[REQUIRED TASK 1]: Pick out each line of the rows below that contains the string "player", copying every such line.
**** QUOTED PASSAGE ****
[llvm] r314435 - [JumpThreading] Preserve DT and LVI across the pass

Fri Oct 13 20:10:40 PDT 2017

(and just for future info in case anyone stares at this thread: because of
what dominator tree properties they can each screw up, edge inserts are
generally an order of magnitude faster to handle than edge deletions, i
don't think you'd have this issue at all if the updates were insertions)

On Fri, Oct 13, 2017 at 1:51 PM, Daniel Berlin <dberlin at dberlin.org> wrote:

> Sounds good. I want to make sure you feel like you can make forward
> progress as quickly as possible (I know starting to fix all this has been a
> drag), so if you want to do it earlier, let me know and we'll figure
> something out :)
>
>
> On Fri, Oct 13, 2017 at 1:44 PM, Brian M. Rzycki <brzycki at gmail.com>
> wrote:
>
>> Ah gotcha, that makes sense.  As for the basic updater I would appreciate
>> to see your prototype. We can discuss this in person at the LLVM conference
>> too.
>>
>> Thanks Daniel.
>> -Brian
>>
>> On Fri, Oct 13, 2017 at 3:37 PM, Daniel Berlin <dberlin at dberlin.org>
>> wrote:
>>
>>> The problem with adding it directly to DT is that then you have to
>>> update PDT and DT separately with different calls for no reason.
>>>
>>> I think you would be better off creating an updater class that contains
>>> DT and the vector and pass it around.
>>> Then we can just add PDT to the updater object and everything will
>>> update PDT as well with no extra work.
>>> I'll send you a basic updater object patch if you like
>>>
>>> On Fri, Oct 13, 2017, 4:28 PM Brian M. Rzycki <brzycki at gmail.com> wrote:
>>>
>>>> Daniel, thank you for the explanation. I completely agree if we can
>>>> batch everything then it's a net win. Where I have concerns is in the
>>>> gritty details of the function calls and how they interface with each
>>>> other. While waiting on your response I started to look at just one place
>>>> where I would need to do batch updates.
**** DATA EXTRACT ****
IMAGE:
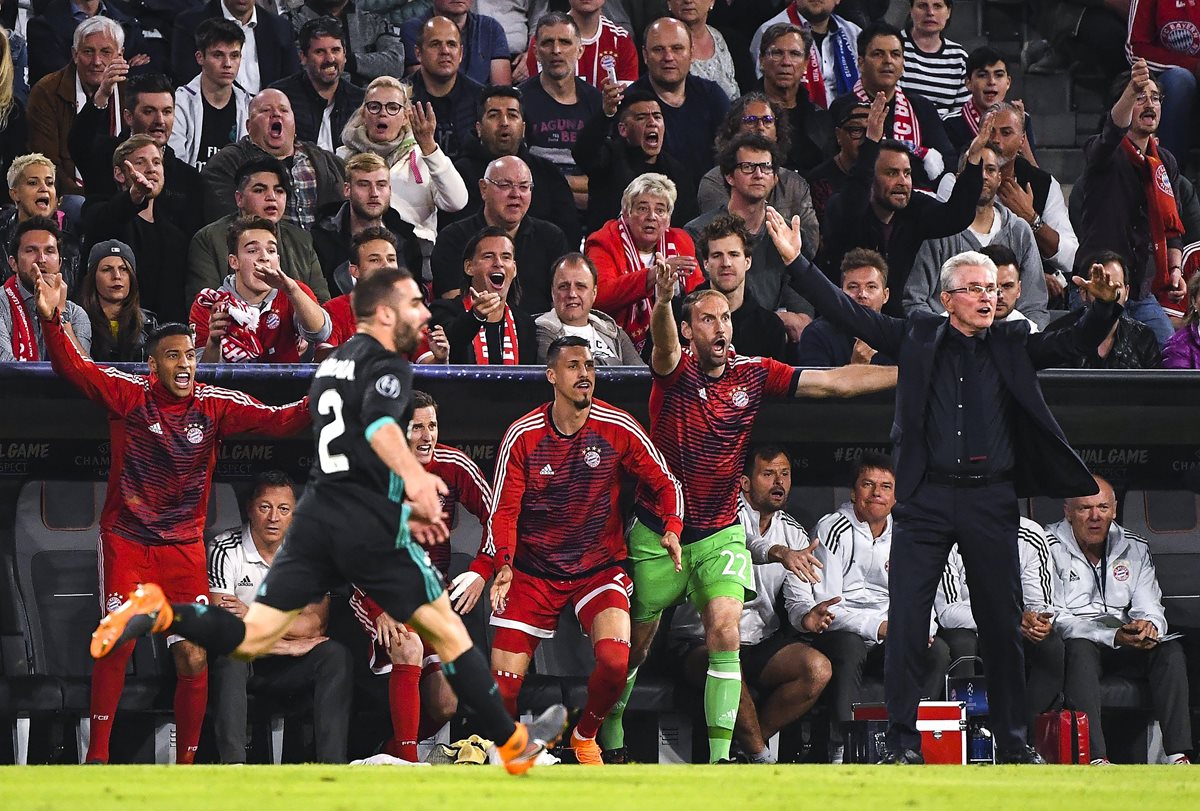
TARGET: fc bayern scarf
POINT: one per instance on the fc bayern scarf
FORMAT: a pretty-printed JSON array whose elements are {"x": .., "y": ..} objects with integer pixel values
[
  {"x": 639, "y": 326},
  {"x": 1161, "y": 210},
  {"x": 24, "y": 341},
  {"x": 844, "y": 56},
  {"x": 905, "y": 126},
  {"x": 509, "y": 342}
]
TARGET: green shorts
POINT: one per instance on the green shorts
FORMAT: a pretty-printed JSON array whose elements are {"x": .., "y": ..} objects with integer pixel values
[{"x": 715, "y": 566}]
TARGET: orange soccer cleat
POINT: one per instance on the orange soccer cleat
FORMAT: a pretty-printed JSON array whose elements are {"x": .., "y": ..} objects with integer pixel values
[
  {"x": 147, "y": 611},
  {"x": 587, "y": 751},
  {"x": 520, "y": 752}
]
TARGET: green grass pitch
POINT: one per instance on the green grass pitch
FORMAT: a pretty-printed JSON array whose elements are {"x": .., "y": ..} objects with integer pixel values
[{"x": 611, "y": 788}]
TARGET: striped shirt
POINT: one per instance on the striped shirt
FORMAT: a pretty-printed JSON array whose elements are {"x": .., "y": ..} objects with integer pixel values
[{"x": 940, "y": 77}]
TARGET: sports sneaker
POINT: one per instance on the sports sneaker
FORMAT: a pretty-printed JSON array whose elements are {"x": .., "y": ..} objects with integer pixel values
[
  {"x": 147, "y": 611},
  {"x": 521, "y": 751},
  {"x": 587, "y": 750}
]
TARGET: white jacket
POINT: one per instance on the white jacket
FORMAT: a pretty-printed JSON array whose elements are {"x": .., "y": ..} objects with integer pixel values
[
  {"x": 441, "y": 187},
  {"x": 1123, "y": 586},
  {"x": 772, "y": 581},
  {"x": 952, "y": 605},
  {"x": 185, "y": 136},
  {"x": 856, "y": 568}
]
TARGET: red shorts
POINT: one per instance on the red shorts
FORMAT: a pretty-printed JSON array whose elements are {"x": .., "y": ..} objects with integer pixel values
[
  {"x": 179, "y": 569},
  {"x": 534, "y": 606}
]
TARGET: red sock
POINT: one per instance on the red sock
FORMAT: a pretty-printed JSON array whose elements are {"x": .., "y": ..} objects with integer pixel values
[
  {"x": 510, "y": 688},
  {"x": 107, "y": 683},
  {"x": 191, "y": 700},
  {"x": 405, "y": 702},
  {"x": 605, "y": 685}
]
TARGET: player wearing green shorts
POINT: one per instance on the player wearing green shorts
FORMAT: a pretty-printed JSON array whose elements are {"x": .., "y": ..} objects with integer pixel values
[{"x": 703, "y": 403}]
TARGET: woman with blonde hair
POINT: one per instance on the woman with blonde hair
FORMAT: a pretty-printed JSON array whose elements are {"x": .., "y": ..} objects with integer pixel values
[
  {"x": 12, "y": 115},
  {"x": 401, "y": 132}
]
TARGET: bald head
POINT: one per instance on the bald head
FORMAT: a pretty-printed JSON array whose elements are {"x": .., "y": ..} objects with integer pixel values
[{"x": 507, "y": 190}]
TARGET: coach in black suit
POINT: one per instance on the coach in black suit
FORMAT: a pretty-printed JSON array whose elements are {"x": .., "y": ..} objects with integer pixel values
[
  {"x": 972, "y": 434},
  {"x": 275, "y": 42}
]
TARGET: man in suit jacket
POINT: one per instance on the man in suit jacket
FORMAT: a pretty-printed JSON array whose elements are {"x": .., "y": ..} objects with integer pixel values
[
  {"x": 268, "y": 55},
  {"x": 972, "y": 434}
]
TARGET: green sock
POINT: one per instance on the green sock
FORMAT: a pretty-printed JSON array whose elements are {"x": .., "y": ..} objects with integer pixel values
[
  {"x": 612, "y": 731},
  {"x": 723, "y": 694}
]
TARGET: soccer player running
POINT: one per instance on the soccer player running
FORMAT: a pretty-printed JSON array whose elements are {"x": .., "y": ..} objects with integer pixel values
[
  {"x": 366, "y": 502},
  {"x": 419, "y": 697},
  {"x": 166, "y": 431},
  {"x": 556, "y": 532},
  {"x": 703, "y": 402}
]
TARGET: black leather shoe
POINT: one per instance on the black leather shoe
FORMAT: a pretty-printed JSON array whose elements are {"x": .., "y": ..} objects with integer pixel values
[
  {"x": 900, "y": 757},
  {"x": 1027, "y": 755}
]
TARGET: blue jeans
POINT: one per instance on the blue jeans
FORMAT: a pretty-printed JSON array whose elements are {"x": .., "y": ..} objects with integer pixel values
[
  {"x": 1150, "y": 312},
  {"x": 1179, "y": 95}
]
****
[REQUIRED TASK 2]: Quote the JumpThreading email thread above in full, without changing anything.

[TASK OUTPUT 1]:
TARGET: player wearing green shorts
POINT: one per instance on the player wearing green shorts
TARGET: soccer player running
POINT: one per instance on the soccer player running

[TASK OUTPUT 2]:
[llvm] r314435 - [JumpThreading] Preserve DT and LVI across the pass

Fri Oct 13 20:10:40 PDT 2017

(and just for future info in case anyone stares at this thread: because of
what dominator tree properties they can each screw up, edge inserts are
generally an order of magnitude faster to handle than edge deletions, i
don't think you'd have this issue at all if the updates were insertions)

On Fri, Oct 13, 2017 at 1:51 PM, Daniel Berlin <dberlin at dberlin.org> wrote:

> Sounds good. I want to make sure you feel like you can make forward
> progress as quickly as possible (I know starting to fix all this has been a
> drag), so if you want to do it earlier, let me know and we'll figure
> something out :)
>
>
> On Fri, Oct 13, 2017 at 1:44 PM, Brian M. Rzycki <brzycki at gmail.com>
> wrote:
>
>> Ah gotcha, that makes sense.  As for the basic updater I would appreciate
>> to see your prototype. We can discuss this in person at the LLVM conference
>> too.
>>
>> Thanks Daniel.
>> -Brian
>>
>> On Fri, Oct 13, 2017 at 3:37 PM, Daniel Berlin <dberlin at dberlin.org>
>> wrote:
>>
>>> The problem with adding it directly to DT is that then you have to
>>> update PDT and DT separately with different calls for no reason.
>>>
>>> I think you would be better off creating an updater class that contains
>>> DT and the vector and pass it around.
>>> Then we can just add PDT to the updater object and everything will
>>> update PDT as well with no extra work.
>>> I'll send you a basic updater object patch if you like
>>>
>>> On Fri, Oct 13, 2017, 4:28 PM Brian M. Rzycki <brzycki at gmail.com> wrote:
>>>
>>>> Daniel, thank you for the explanation. I completely agree if we can
>>>> batch everything then it's a net win. Where I have concerns is in the
>>>> gritty details of the function calls and how they interface with each
>>>> other. While waiting on your response I started to look at just one place
>>>> where I would need to do batch updates.